── PROVIDED INFORMATION

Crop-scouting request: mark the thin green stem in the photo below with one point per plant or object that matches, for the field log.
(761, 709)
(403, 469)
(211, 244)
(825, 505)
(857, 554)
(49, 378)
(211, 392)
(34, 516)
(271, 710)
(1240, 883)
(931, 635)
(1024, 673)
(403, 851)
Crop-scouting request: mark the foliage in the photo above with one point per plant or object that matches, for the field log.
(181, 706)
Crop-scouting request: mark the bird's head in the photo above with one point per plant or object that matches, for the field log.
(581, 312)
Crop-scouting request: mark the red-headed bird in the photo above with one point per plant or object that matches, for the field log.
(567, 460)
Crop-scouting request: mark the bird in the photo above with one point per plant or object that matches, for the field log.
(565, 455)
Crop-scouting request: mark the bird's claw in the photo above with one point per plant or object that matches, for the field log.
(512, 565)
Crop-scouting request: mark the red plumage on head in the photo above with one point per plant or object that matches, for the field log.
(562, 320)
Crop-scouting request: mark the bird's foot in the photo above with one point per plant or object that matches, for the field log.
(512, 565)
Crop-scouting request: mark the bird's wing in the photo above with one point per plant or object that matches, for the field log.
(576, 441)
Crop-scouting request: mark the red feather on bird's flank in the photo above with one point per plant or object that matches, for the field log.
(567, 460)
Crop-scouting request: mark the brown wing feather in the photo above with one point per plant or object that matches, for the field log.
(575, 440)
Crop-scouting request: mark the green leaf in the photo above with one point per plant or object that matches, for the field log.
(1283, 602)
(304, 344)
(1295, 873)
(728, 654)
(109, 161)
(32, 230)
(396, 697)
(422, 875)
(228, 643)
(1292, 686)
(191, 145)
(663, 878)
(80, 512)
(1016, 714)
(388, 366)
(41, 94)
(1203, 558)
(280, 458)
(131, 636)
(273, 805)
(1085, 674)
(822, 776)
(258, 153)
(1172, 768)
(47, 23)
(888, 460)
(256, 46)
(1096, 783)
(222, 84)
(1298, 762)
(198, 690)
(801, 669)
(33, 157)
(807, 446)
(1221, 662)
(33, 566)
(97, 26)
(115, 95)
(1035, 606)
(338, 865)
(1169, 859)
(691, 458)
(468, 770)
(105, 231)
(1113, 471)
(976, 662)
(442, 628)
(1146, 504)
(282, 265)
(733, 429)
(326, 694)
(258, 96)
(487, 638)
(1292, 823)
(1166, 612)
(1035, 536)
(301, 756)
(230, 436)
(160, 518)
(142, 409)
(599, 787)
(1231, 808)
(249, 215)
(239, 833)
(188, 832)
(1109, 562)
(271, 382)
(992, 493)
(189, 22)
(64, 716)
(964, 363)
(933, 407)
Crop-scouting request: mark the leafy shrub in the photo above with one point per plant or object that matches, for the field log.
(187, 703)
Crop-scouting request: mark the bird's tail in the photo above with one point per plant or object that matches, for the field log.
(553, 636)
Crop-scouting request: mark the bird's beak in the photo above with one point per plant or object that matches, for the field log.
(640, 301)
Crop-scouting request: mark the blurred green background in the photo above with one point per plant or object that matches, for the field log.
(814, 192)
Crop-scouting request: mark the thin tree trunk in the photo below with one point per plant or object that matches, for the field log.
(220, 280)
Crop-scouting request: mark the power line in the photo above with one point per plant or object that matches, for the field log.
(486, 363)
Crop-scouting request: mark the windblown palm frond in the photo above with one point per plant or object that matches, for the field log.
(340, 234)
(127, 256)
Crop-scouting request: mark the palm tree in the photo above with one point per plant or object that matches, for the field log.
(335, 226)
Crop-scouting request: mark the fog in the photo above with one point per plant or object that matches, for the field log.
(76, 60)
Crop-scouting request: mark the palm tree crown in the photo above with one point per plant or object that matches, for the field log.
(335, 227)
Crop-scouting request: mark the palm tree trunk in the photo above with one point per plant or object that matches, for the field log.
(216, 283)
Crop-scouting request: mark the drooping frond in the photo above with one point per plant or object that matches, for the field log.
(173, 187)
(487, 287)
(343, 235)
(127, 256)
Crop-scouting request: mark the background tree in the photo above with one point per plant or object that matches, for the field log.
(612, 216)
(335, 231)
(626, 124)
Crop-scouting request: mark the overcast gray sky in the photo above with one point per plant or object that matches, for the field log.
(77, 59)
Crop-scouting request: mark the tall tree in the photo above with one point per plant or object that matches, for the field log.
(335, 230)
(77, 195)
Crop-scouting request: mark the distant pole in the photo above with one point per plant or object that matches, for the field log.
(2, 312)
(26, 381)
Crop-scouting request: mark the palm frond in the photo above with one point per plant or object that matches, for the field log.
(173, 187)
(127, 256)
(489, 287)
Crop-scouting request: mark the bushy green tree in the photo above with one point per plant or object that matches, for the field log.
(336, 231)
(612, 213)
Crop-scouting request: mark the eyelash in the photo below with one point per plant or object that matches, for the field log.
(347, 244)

────

PROBLEM DESCRIPTION | Reproduce the whole listing word for word.

EXERCISE ANSWER |
Crop-scouting request: mark the thin green stem in the photo below with one point per plant or object that matches, for the field log.
(761, 709)
(403, 469)
(211, 244)
(825, 505)
(857, 554)
(49, 378)
(211, 392)
(34, 516)
(271, 710)
(1240, 883)
(931, 635)
(1024, 673)
(403, 851)
Crop-scouting request: mark the foliage in the photo above with one point per plant or object that matches, for the field log.
(181, 706)
Crop-scouting request: mark the bird's head in the photo above with one point per plant or object that matches, for the field log.
(581, 312)
Crop-scouting request: mark the red-headed bird in the photo above with one point per plant or object that matches, for the field log.
(567, 460)
Crop-scouting request: mark the bird in the photo above with one point per plant or object that matches, for the field log.
(565, 455)
Crop-scouting request: mark the bird's claw in the photo above with one point per plant or object that matches, for the field log.
(512, 565)
Crop-scouting request: mark the red plumage on head in the photo above with one point per plant or object that matches, for the field log.
(562, 320)
Crop-scouting request: mark the bird's foot in the photo above with one point per plant or object that matches, for the field log.
(512, 565)
Crop-scouting request: mark the bird's wing in the photo above with one point per plant or object that matches, for the field log.
(576, 441)
Crop-scouting request: mark the red feather on bird's flank in the photo above with one point per plant or object that matches, for the field log.
(567, 460)
Crop-scouting request: mark the brown wing feather in the photo above with one point per plant or object that matches, for the field log.
(575, 440)
Crop-scouting request: mark the green leaf in the photo above with one point per plant or object that matches, for the field log.
(1283, 602)
(304, 344)
(1295, 873)
(728, 654)
(109, 161)
(32, 230)
(396, 697)
(422, 875)
(228, 643)
(1292, 686)
(191, 145)
(663, 878)
(80, 512)
(1016, 714)
(388, 366)
(41, 94)
(1203, 558)
(280, 458)
(131, 636)
(273, 805)
(1085, 674)
(822, 776)
(258, 153)
(1172, 768)
(47, 23)
(888, 460)
(256, 46)
(1096, 783)
(222, 84)
(1298, 762)
(198, 690)
(801, 669)
(33, 157)
(807, 446)
(1221, 662)
(33, 566)
(97, 26)
(115, 95)
(1035, 606)
(338, 865)
(1169, 859)
(691, 458)
(468, 770)
(105, 231)
(1113, 471)
(976, 662)
(442, 628)
(1146, 504)
(282, 265)
(733, 429)
(326, 694)
(258, 96)
(487, 638)
(1292, 823)
(1166, 612)
(1035, 536)
(301, 756)
(230, 436)
(160, 518)
(142, 409)
(599, 787)
(1231, 808)
(249, 215)
(239, 833)
(188, 832)
(1109, 562)
(271, 382)
(992, 493)
(189, 22)
(64, 716)
(964, 363)
(933, 407)
Crop-scouting request: mark the leafy shrub in the photo above with one point per plant or object that matches, for the field log.
(187, 703)
Crop-scouting request: mark the bird's tail in the photo above with one point per plant or object that matches, for the field log.
(553, 636)
Crop-scouting request: mark the bird's beak in the photo above with one point per plant or object that matches, for the field log.
(640, 301)
Crop-scouting request: mark the blurred green background in the photo above with one point per plant or object that matches, for the field log.
(814, 192)
Crop-scouting request: mark the thin tree trunk in the photo below with one point per plant or object that matches, for the field log.
(220, 280)
Crop-scouting request: mark the power line in the photo above with one point per plant or object that matches, for the field log.
(486, 363)
Crop-scouting request: mark the windblown palm frond in the photo above with one point per plant or object that matches, for the field log.
(340, 234)
(127, 256)
Crop-scouting request: mark the palm tree in the photo above with one point per plant or object that matches, for the field log.
(335, 226)
Crop-scouting request: mark the fog in the photo above with one point per plant or object that matches, for the field log.
(76, 60)
Crop-scouting request: mark the palm tree crown in the photo above with one point per plant or object that matches, for the field log.
(335, 227)
Crop-scouting request: mark the palm tree trunk in the photo above with one point per plant or object that matches, for the field log.
(216, 283)
Crop-scouting request: mark the drooping frond in the photo above with one point per plant or object that matches, for the field log.
(173, 187)
(487, 287)
(343, 235)
(127, 256)
Crop-scouting request: mark the background tree in the photo above with one point per plant or object that matches, for the field log.
(612, 216)
(335, 231)
(626, 124)
Crop-scouting request: mark the overcast gray sky in the photo above with one point per plant or object that matches, for the field log.
(77, 59)
Crop-scouting request: mark the tall tree in the photo above with one point per plant or object that matches, for the field log.
(335, 230)
(77, 195)
Crop-scouting request: mark the distant pole in the photo above with one point per plant or object that matches, for the field log.
(2, 312)
(26, 381)
Crop-scouting request: mark the palm frond in the photo above with one point per plant or object that matches, for the field log.
(173, 187)
(127, 256)
(489, 287)
Crop-scouting request: mark the bushy green tree in the photo above with one point per plant or object that matches, for the field log.
(336, 231)
(612, 213)
Crop-scouting request: mark the eyelash in the photo below with one point per plant or object that matches, for the field log.
(347, 244)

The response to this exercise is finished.